#### EXCERPTED DATA
──────────────────────────────

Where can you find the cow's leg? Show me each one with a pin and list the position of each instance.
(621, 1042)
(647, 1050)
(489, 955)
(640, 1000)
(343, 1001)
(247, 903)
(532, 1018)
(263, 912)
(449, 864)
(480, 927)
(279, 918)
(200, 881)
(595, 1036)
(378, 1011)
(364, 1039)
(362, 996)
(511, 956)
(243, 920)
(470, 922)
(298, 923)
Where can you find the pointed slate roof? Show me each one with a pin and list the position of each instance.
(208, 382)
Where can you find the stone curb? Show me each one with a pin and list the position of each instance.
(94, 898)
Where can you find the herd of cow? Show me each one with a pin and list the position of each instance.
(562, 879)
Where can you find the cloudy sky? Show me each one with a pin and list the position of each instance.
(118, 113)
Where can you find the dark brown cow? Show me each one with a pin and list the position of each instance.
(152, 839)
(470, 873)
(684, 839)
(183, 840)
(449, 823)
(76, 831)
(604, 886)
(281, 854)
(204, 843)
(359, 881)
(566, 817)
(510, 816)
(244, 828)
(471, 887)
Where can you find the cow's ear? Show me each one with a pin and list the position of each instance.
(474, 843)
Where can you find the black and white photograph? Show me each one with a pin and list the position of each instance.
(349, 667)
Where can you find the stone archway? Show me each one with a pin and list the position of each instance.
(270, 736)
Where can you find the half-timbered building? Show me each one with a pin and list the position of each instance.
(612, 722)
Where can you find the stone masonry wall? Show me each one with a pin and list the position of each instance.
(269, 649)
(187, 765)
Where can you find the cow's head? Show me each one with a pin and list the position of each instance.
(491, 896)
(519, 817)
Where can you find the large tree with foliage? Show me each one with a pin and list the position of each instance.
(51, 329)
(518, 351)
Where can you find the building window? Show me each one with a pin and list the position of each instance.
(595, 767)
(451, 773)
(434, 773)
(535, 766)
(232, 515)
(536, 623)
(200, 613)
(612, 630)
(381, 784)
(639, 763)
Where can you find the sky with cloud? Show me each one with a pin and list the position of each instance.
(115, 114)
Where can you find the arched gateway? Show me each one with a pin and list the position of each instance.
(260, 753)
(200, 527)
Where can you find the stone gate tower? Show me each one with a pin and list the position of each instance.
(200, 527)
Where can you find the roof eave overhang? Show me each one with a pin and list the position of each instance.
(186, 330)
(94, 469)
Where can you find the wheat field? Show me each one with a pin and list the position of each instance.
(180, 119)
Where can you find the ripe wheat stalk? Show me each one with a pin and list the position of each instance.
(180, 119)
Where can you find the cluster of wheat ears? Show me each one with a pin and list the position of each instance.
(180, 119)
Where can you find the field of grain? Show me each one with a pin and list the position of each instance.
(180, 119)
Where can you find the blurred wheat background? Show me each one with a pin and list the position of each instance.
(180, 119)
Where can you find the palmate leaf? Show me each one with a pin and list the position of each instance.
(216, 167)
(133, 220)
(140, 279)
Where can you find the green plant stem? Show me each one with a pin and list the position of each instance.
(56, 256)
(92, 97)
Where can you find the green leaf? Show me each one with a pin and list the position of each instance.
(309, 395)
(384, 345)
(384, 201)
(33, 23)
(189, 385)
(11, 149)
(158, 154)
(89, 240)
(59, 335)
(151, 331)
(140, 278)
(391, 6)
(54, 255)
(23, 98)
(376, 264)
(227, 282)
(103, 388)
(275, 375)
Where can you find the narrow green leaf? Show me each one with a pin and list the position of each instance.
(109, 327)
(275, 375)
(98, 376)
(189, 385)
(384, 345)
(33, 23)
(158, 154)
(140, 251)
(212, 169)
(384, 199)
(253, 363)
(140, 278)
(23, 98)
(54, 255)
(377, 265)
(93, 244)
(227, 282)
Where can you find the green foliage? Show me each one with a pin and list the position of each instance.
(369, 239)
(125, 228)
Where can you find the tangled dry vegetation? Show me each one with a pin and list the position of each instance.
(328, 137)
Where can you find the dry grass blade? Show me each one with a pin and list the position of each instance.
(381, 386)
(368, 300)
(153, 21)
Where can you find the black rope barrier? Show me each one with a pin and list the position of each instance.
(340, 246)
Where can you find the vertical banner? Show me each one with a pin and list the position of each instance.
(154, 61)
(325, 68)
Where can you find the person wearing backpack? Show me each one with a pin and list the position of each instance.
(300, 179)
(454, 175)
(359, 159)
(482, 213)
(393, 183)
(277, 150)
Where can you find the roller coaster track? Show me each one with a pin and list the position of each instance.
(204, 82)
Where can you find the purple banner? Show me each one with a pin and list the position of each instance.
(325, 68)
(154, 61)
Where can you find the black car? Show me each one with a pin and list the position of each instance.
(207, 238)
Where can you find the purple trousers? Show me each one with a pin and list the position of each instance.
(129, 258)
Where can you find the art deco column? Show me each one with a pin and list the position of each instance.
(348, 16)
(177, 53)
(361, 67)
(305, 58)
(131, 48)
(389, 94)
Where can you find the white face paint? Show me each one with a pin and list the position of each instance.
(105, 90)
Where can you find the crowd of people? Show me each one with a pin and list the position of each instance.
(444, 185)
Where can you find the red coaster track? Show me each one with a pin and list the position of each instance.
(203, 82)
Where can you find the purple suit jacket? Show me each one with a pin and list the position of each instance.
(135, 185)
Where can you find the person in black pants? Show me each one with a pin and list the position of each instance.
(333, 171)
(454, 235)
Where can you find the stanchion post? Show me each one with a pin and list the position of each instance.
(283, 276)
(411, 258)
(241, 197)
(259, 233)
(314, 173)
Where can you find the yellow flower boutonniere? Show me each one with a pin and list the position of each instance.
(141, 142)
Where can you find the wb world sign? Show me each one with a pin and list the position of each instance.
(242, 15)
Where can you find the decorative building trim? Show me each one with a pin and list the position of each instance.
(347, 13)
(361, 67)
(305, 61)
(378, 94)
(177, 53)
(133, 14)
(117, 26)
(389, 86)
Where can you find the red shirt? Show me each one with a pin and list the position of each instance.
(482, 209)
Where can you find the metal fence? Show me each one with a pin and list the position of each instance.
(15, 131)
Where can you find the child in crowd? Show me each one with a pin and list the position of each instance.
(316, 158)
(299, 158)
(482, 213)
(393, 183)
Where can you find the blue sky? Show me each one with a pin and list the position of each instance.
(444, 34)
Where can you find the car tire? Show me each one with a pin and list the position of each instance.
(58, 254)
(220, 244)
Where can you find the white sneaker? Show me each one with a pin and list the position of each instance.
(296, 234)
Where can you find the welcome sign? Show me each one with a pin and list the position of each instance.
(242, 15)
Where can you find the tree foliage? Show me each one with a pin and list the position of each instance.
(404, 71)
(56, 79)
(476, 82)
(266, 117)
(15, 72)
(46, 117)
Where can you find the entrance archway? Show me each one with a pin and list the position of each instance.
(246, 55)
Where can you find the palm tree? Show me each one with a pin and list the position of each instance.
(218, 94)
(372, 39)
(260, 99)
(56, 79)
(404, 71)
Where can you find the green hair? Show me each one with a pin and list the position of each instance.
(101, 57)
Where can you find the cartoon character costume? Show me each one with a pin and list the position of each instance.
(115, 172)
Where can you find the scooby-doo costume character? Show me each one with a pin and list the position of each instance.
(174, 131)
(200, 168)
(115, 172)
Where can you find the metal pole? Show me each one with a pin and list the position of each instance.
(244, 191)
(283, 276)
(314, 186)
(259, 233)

──────────────────────────────

#### INSTRUCTIONS TO FOLLOW
Format the material from its first line through the line containing "(378, 1011)" as a JSON list of strings, one string per line, with blank lines omitted.

#### OUTPUT BELOW
[
  "Where can you find the cow's leg? Show me each one with a pin and list the position of each instance.",
  "(621, 1042)",
  "(647, 1050)",
  "(489, 955)",
  "(640, 1000)",
  "(343, 1001)",
  "(247, 903)",
  "(532, 1018)",
  "(263, 912)",
  "(449, 864)",
  "(480, 927)",
  "(279, 918)",
  "(200, 881)",
  "(595, 1036)",
  "(378, 1011)"
]